* _EXERCISE_
Reproduce the passage below on Danggui Longhui Wan and indirubin word for word, in full.

* _SELECTED PASSAGE_
◇ ◇ ◇ ◇ ◇
Danggui Longhui Wan (DLW) is a typical traditional Chinese medicinal prescription for the treatment of chronic myeloid leukaemia (CML) [28,29]. It is made up of 11 herbal medicines. The search for the active compound revealed that only indirubin was effective against CML. The remaining 10 compounds were all inactive. Indirubin was identified as the active ingredient [28]. Indirubin and its analogues are potent inhibitors of cyclin-dependent kinases (CDKs) involved in cell division [30]. Since tumour cells heavily depend on cell division, the inhibition of CDKs will block progression of cell division and so tumour growth. However, indirubin worked well in cell-free tests but proved difficult to be absorbed in the intestinal tract. We will let this stand as one example, where the analysis of TCM can be rewarding to identify the active compound(s). Once identified, they can be further “improved” by chemical modifications. However, as in the case of DLW, one should not dismiss the other ten compounds as useless. Quite the contrary, especially, since the mixture has worked successfully in treating CML in the last two thousand or more years. One can imagine that there are compounds present in the mixture, which might increase the solubility of the active components that by themselves are insoluble. Therefore, TCM that is based on herb mixtures could be a role model for finding an active ingredient and together with complementary compounds it would finally make it a magic bullet.
◇ ◇ ◇ ◇ ◇
* _STORED DATA_
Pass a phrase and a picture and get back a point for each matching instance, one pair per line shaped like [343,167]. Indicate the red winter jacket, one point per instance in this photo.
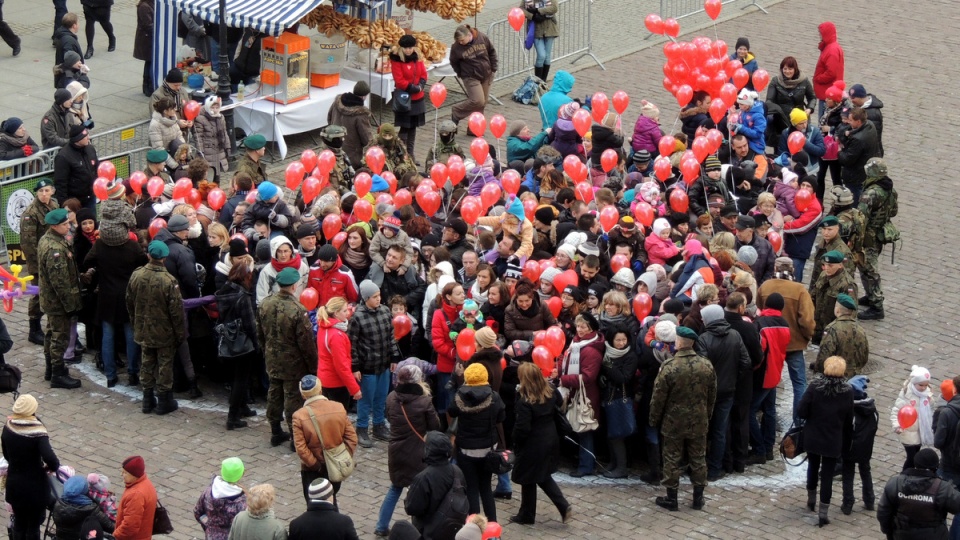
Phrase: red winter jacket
◇ ◇ ◇ ◇ ◇
* _EXERCISE ANSWER_
Danggui Longhui Wan (DLW) is a typical traditional Chinese medicinal prescription for the treatment of chronic myeloid leukaemia (CML) [28,29]. It is made up of 11 herbal medicines. The search for the active compound revealed that only indirubin was effective against CML. The remaining 10 compounds were all inactive. Indirubin was identified as the active ingredient [28]. Indirubin and its analogues are potent inhibitors of cyclin-dependent kinases (CDKs) involved in cell division [30]. Since tumour cells heavily depend on cell division, the inhibition of CDKs will block progression of cell division and so tumour growth. However, indirubin worked well in cell-free tests but proved difficult to be absorbed in the intestinal tract. We will let this stand as one example, where the analysis of TCM can be rewarding to identify the active compound(s). Once identified, they can be further “improved” by chemical modifications. However, as in the case of DLW, one should not dismiss the other ten compounds as useless. Quite the contrary, especially, since the mixture has worked successfully in treating CML in the last two thousand or more years. One can imagine that there are compounds present in the mixture, which might increase the solubility of the active components that by themselves are insoluble. Therefore, TCM that is based on herb mixtures could be a role model for finding an active ingredient and together with complementary compounds it would finally make it a magic bullet.